Little Debbie is an evil bitch who makes delicious snack cakes in the bowels of Hell and sends them to Earth as an effort to end me-and it’s totally working. Her equally evil friends include Mrs. Freshley and Sara Lee, who have also tempted me many a time.

Let’s be real; Little Debbie cakes are damn good. If you can’t admit to liking at least one of these little blessed by the Devil Diabetes bombs, we can’t hang. I don’t care which one it is (as long as it’s not those weird raisin pie things).

Christmas Tree Cakes are obviously special because you can only get them for about two months out of the year. Also, they come in several different varieties, including Red Velvet AND chocolate. My God, people. What’s not to love. Also, they are fresh as hell and every single one of them is just as good (if not better than the last).

Raw data:

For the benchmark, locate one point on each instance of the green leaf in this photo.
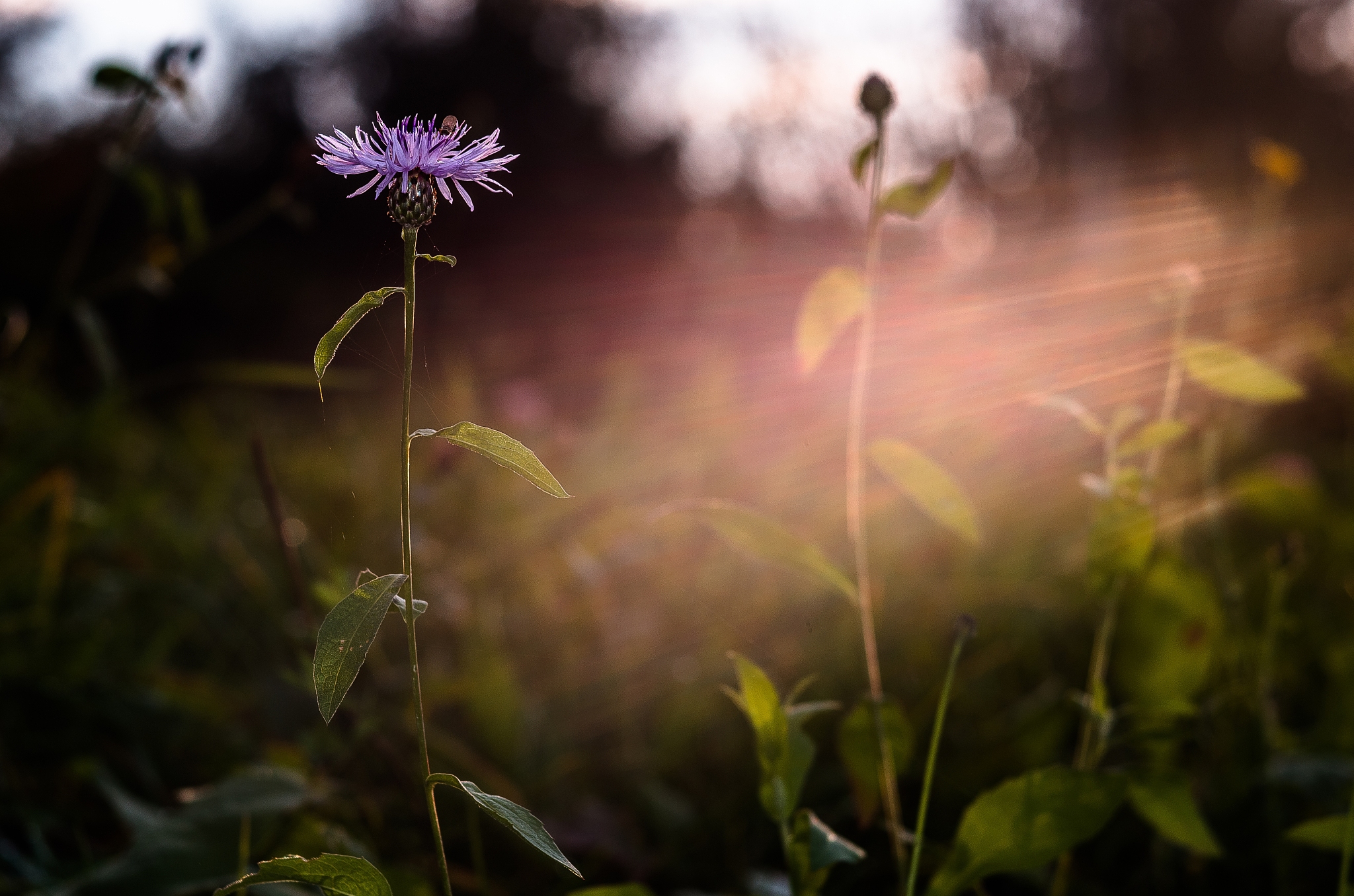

Written tasks:
1) In the snack cake text, for about how long each year can you get Christmas Tree Cakes?
2) Go on with the text about Little Debbie snack cakes, starting after its last sentence.

Task-by-task answers:
1) About two months.

2)
I don’t know why I love these so much, besides the fact they are SO GOOD. Maybe it’s because they are only available for a limited time each year. Maybe it’s some weird comfort to deal with the stress of the holidays. Or maybe it’s because they are just good, I’m an adult, and can eat as many damn Christmas Tree Cakes as I want! I’m gonna go with that one because it’s probably the deep-seeded reason why I want to shove as many of these things down my word hole as I reasonably can.

Honestly, I don’t care why I like them. I just wanted to share my snack shame with the Internet in hopes of entertaining and perhaps finding a like-minded individual. Remember, you are not alone in your love for seasonal snack cakes.